◆ About this exercise
From the records below, print exactly the lines starting at the one containing "car in the photo above." and ending at the one containing "black glove in the photo above.", ends included, and nothing else.

---------- Material to process ----------

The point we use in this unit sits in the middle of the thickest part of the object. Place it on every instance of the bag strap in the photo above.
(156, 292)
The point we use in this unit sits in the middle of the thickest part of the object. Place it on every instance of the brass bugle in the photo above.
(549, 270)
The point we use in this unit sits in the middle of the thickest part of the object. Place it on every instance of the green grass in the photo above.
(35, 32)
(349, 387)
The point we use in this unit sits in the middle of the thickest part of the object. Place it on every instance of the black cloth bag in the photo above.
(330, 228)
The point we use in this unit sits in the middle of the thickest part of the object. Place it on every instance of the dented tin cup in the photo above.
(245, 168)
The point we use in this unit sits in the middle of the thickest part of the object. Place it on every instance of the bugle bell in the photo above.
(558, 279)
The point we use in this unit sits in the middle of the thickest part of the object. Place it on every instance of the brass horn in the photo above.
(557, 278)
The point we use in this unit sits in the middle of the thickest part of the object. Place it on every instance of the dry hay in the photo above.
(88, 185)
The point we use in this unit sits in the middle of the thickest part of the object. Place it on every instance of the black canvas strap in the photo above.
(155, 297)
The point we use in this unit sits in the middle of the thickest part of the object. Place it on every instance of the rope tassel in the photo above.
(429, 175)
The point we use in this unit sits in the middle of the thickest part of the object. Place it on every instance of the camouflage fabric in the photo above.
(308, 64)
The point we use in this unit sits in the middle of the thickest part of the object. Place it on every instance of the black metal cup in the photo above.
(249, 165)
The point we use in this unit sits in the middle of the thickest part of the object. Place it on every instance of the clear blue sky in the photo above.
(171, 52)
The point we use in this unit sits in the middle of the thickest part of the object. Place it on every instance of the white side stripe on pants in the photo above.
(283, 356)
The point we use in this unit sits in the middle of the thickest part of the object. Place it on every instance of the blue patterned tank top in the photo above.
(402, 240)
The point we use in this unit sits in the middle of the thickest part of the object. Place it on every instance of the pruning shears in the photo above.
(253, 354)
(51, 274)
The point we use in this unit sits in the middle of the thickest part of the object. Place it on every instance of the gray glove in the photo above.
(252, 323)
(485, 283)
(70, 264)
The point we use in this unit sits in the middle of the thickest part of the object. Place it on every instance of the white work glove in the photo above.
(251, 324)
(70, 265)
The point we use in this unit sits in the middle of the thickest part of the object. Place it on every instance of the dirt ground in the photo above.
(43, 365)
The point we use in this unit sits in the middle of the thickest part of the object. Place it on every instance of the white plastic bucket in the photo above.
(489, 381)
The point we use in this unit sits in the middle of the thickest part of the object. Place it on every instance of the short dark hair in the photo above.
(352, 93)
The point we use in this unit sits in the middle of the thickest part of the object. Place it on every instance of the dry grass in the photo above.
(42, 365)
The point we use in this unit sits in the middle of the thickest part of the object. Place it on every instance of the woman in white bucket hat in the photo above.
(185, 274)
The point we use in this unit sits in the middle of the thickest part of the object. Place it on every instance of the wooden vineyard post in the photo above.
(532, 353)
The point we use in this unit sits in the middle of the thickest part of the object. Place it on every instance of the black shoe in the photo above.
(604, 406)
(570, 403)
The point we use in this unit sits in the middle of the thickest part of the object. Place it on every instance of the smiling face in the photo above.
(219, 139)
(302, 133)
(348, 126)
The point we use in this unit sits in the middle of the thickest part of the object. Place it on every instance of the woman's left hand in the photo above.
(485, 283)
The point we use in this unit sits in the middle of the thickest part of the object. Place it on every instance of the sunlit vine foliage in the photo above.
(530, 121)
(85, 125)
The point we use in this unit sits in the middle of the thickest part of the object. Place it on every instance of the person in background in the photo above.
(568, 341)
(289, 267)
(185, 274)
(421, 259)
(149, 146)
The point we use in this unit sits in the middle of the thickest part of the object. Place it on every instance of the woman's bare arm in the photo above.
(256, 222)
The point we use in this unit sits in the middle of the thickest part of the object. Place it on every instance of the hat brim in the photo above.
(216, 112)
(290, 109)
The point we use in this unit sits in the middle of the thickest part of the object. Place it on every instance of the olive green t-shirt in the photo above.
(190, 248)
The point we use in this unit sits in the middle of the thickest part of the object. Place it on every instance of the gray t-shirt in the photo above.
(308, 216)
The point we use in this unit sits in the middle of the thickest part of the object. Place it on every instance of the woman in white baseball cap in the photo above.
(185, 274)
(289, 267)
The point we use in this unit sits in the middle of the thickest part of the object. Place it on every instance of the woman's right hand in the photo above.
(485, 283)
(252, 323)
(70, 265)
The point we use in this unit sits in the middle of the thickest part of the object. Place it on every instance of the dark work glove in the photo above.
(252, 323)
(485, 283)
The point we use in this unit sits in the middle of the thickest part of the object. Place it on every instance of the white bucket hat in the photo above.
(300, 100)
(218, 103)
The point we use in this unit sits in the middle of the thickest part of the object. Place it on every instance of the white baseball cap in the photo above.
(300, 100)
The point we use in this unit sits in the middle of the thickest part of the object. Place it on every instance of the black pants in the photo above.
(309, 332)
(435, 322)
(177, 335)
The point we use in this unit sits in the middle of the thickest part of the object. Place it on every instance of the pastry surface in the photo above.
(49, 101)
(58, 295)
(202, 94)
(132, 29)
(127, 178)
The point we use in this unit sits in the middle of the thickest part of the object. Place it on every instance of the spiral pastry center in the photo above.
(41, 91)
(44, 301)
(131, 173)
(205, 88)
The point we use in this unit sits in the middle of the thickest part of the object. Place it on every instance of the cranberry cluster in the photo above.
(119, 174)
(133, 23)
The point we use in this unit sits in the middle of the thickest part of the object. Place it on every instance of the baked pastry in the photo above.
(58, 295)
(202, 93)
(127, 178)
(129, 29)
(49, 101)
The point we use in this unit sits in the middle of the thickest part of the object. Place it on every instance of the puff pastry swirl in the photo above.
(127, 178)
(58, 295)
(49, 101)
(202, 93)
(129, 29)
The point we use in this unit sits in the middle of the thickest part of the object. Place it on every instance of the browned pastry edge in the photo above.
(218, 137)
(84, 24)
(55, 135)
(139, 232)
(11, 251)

----------
---------- Material to process ----------

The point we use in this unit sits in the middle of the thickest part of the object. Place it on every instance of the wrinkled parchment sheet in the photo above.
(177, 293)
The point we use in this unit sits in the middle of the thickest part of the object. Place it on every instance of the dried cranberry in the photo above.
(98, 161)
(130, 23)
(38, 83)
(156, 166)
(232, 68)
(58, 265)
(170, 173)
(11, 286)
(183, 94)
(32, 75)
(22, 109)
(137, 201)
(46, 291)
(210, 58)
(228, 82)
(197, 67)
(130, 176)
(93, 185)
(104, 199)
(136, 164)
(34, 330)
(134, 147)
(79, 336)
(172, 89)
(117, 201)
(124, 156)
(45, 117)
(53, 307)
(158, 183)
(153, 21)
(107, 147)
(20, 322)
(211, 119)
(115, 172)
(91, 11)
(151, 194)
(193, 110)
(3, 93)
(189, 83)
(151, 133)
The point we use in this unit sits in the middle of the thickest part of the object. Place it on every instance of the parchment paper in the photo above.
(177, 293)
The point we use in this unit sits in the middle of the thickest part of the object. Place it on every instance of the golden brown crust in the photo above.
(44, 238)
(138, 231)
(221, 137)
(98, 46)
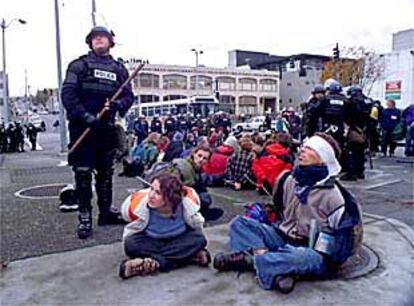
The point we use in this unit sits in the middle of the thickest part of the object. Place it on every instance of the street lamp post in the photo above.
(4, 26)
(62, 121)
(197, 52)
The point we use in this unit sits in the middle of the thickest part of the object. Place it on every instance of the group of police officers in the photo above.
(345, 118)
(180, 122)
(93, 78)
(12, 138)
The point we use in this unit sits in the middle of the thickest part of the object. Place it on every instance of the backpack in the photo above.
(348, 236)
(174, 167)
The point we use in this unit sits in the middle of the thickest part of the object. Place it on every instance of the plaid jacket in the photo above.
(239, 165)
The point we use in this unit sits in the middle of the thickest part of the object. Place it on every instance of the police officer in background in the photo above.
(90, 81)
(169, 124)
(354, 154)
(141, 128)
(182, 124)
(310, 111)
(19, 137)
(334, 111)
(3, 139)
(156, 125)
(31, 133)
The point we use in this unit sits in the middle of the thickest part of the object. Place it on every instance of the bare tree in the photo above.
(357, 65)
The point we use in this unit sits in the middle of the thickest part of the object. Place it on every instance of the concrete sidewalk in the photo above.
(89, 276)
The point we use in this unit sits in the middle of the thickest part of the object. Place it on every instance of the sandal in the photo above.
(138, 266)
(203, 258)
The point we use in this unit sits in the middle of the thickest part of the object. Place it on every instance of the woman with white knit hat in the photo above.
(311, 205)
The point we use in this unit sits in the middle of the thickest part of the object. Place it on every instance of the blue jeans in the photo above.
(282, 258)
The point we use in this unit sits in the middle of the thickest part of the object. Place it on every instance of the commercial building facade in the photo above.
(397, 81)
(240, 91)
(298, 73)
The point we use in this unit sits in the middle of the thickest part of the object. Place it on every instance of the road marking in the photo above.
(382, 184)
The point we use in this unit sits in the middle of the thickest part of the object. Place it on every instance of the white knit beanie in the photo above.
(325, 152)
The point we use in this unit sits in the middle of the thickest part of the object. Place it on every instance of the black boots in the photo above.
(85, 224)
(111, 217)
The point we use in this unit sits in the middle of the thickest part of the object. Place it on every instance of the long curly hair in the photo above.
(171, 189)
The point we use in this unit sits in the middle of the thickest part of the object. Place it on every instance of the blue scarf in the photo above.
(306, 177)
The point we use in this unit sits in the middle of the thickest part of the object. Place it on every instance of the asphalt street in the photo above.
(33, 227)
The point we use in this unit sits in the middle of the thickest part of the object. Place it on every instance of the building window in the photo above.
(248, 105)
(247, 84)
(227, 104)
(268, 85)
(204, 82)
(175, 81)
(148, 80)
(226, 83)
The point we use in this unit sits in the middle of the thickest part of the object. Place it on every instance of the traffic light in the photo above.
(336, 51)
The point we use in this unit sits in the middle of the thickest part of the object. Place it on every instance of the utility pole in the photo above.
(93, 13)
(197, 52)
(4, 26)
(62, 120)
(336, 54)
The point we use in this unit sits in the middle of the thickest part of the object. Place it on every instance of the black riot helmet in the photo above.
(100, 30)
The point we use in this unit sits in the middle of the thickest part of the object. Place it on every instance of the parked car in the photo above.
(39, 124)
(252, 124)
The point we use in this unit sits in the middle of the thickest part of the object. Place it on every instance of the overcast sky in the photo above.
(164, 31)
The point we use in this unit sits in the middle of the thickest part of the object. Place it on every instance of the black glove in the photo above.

----------

◆ Answer box
The point we use in this unit sits in the middle of the thickest part of the object. Place it on every instance of the parked car in the photo above.
(39, 124)
(252, 124)
The point we use in this unit sits in the middle of the thickest part of the object. Place it on every instance of the overcast sky in the photo above.
(164, 31)
The point we use in this unit sits in the middle of the thickest part of the object. Place it on every instance of the black glove in the photo above.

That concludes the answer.